- _СТРАНИЦА_
>>>
Юрий Максимов. Восприятие религии в современном массовом кинематографе
Восприятие религии в современном массовом кинематографе
Юрий Максимов
Массовый кинематограф, вопреки частым заверениям, не «просто отражает», а особым образом формирует реальность. И то, что создаётся он в большинстве своём людьми, сознательно ставящими себя вне рамок какой-либо традиционной религиозности, не может не влиять на содержание той мировоззренческой установки, которую автор, зачастую даже неосознанно, вкладывает в сознание зрителя. И это тем более значимо, если учесть, что за счёт разных уровней коммуникации между экраном и зрителем массовый кинематограф обладает гораздо более мощной силой воздействия на сознание, чем кинематограф элитарный.
Как уже было сказано, современный массовый кинематограф создаётся в большинстве своём людьми, сознательно ставящими себя вне рамок какой-либо традиционной религиозности. Но при всём том идеология массового кинематографа вовсе не является безрелигиозной. В ней, безусловно, присутствует ощущение мистики, признание и даже своеобразный культ «паранормальных явлений», вся прелесть которых состоит в том, что происхождение их невозможно рационально объяснить, но зато вполне возможно ими как-то управлять для того, чтобы добиться нужных результатов в этом земном мире (например, узнать своё будущее, найти преступника, расквитаться с врагом и пр.). Безусловно, присутствует и некоторая память о едином Боге; о Нём вспоминают герои в пословицах и поговорках, удачных сентенциях, Ему они иногда по традиции молятся перед едой, изредка к Нему прибегают в трудные моменты жизни (как правило, это случается с героями исторических фильмов), но из действительного мира Он удалён. Это не значит, что удалена вообще духовная реальность – совсем нет; довольно часто в фильмах присутствует как реальность, как личность дьявол («Сердце Ангела», «Омен», «Дьявол во плоти», «Адвокат дьявола» и др.), довольно часто ангелы («Жизнь прекрасна», «Город ангелов», «Майкл», «Прикосновение ангела» и др.), но практически никогда – Бог. Но дьявол и ангелы – это элементы тварного мира. Бог Творец же в сознании героев и в сознании авторов не присутствует как реальность.
Все вышеописанные элементы религиозности идеологии массового кинематографа – акцентирование внимания на этой посюсторонней жизни, на тварном мире, представление об устранённости из него Бога-Творца, в связи с чем «наше счастье» оказывается «в наших руках»; утилизация духовной жизни – вполне укладываются в такое древнее религиозное мировоззрение, как язычество.
<<<
- _МАТЕРИАЛ_
>>>
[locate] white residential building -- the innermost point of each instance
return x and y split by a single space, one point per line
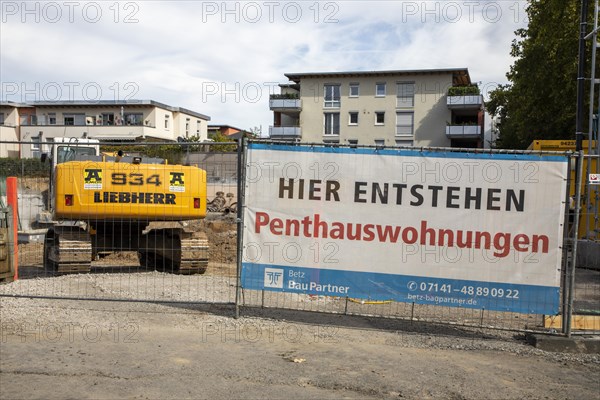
433 108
<<<
- _ЦЕЛЬ ЗАДАНИЯ_
Назовите, пожалуйста, древнее религиозное мировоззрение, в которое, по словам статьи о религии в массовом кинематографе, укладываются описанные в ней элементы религиозности. Данные здесь никакой роли не играют.

- _ГОТОВОЕ РЕШЕНИЕ_
Язычество.